Excerpt
The three killed in the explosions included Lu Lingzi, 23, a native of the northeastern Chinese city of Shenyang who was a graduate student at Boston University. More than 170 people were injured, many severely, by the blasts near the finish line of the marathon.

"What I'm really upset about, beyond the fact that they did this, are the three lives that were lost," said Luis Vasquez, who attended the same high school as bombing suspects Tamerlan and Dzhokhar Tsarnaev.

"The Chinese student - her family let her come this way and they put her in our hands; they saw America as a great opportunity for her to grow and to be the best she could be, and we failed. We didn't do that job because of two lunatics," Vasquez said.

Cui Tiankai, China's ambassador to the United States, and representatives from Boston University went to Logan International Airport on Friday night to meet Lu's family, who had flown in from China.

After arriving in Boston from Washington around noon on Friday, the ambassador first visited Zhou Danling, a female graduate student at Boston University who was injured in the bombings, at Boston Medical Center.

Cui said Zhou was in a stable condition and that they spoke briefly.

Dataset
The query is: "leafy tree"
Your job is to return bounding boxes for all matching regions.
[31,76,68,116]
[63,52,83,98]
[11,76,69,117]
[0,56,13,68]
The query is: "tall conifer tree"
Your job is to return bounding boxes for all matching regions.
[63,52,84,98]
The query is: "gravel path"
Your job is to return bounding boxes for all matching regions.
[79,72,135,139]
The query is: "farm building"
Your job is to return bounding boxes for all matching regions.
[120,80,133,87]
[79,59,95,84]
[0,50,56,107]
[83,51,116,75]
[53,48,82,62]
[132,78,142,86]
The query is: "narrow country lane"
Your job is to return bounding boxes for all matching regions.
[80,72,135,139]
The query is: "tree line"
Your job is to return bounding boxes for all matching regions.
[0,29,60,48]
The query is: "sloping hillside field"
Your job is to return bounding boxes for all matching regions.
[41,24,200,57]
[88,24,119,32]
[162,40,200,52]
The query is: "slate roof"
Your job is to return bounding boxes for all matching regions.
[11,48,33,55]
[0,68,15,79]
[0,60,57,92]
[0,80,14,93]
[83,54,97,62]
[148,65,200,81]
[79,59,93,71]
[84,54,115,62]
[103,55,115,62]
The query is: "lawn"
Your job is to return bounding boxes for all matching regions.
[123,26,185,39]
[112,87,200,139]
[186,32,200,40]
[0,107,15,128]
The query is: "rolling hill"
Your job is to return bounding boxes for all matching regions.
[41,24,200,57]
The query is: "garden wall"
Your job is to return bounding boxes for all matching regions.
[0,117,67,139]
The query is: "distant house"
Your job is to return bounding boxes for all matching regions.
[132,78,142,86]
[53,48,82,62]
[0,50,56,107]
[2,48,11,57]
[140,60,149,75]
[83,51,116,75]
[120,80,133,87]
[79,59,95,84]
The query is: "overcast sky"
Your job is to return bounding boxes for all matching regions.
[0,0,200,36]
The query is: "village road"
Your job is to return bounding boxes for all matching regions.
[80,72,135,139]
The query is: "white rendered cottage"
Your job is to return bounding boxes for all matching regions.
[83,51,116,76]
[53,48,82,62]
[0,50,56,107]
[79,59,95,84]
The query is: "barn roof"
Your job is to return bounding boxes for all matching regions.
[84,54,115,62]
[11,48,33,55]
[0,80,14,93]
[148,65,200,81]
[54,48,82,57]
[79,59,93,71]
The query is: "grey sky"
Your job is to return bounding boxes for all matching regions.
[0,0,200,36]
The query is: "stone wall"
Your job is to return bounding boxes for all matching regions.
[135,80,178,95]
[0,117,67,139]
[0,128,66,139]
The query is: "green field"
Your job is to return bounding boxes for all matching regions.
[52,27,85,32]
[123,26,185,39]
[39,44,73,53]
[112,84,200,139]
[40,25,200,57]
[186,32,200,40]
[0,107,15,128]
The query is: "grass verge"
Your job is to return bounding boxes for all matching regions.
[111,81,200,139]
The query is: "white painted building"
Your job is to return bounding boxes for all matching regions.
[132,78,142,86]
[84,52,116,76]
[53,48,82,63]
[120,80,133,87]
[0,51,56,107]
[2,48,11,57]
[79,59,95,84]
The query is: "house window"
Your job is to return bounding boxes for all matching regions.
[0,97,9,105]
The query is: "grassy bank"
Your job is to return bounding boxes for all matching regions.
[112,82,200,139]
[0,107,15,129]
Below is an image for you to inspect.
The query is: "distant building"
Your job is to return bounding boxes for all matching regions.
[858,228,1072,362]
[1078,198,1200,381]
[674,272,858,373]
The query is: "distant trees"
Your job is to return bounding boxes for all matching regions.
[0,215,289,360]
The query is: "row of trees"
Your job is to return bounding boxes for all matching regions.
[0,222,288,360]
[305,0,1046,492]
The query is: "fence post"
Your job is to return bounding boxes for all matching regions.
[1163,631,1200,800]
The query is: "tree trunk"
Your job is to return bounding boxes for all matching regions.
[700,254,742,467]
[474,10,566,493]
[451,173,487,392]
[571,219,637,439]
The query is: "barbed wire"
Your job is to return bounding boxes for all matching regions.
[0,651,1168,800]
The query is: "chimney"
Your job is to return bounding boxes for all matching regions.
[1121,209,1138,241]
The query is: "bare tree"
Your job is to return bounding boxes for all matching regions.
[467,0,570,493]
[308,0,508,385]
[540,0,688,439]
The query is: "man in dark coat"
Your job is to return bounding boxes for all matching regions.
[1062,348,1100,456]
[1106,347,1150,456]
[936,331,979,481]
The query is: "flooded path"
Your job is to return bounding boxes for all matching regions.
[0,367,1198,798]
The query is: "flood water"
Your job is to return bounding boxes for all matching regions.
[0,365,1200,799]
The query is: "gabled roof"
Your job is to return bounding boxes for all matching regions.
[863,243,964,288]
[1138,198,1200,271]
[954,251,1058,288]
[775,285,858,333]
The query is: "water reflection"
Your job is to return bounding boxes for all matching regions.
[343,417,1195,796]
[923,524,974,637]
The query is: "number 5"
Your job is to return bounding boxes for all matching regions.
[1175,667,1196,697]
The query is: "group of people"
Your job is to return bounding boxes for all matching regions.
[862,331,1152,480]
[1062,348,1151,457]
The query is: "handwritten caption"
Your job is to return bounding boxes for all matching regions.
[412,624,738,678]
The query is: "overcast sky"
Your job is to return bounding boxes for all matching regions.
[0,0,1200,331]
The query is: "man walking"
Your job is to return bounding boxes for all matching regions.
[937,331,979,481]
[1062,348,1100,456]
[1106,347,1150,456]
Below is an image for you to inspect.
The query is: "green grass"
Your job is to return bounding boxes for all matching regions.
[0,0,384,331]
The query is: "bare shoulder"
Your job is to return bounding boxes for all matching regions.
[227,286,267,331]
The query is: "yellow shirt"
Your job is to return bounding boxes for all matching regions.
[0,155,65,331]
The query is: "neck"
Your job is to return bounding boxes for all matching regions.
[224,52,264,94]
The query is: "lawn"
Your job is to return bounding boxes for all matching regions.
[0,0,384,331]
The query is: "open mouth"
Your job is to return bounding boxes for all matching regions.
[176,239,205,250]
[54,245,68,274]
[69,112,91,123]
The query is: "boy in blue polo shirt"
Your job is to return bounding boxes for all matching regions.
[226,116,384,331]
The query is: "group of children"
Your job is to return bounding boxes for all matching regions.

Activities
1: In the excerpt about the Boston Marathon bombing, which Chinese city was Lu Lingzi a native of?
2: Pick up the excerpt about the Boston Marathon bombing after its last sentence and continue it.

Responses by item number
1: Shenyang, in northeastern China.

2:
"She is doing well, better than I expected. She is getting better and she's keeping a positive attitude," Cui said after the visit. "She is still unable to eat normally and said she misses Chinese food very much. We promised we would treat her to a great meal once she fully recovers."

Zhou's mother also arrived in Boston from China on Friday.

The ambassador said the Chinese government appreciated US support to the victims' families.

Cui said Zhou expressed her gratitude to Chinese students from Boston University and schools in other cities who have come to visit her in the hospital. The student in actuarial science plans to continue her studies at BU once she recovers.

Lu was with Zhou and another Chinese friend, also a BU student, near the marathon finish line on Boylston Street when the bombs - modified pressure cookers stuffed with metal and placed in backpacks - exploded. The third student, Qian Tingting was unhurt.

A scholarship in Lu's honor was set up at BU and has already received more than $560,000 in funding. On Monday evening the university will conduct a memorial service for Lu.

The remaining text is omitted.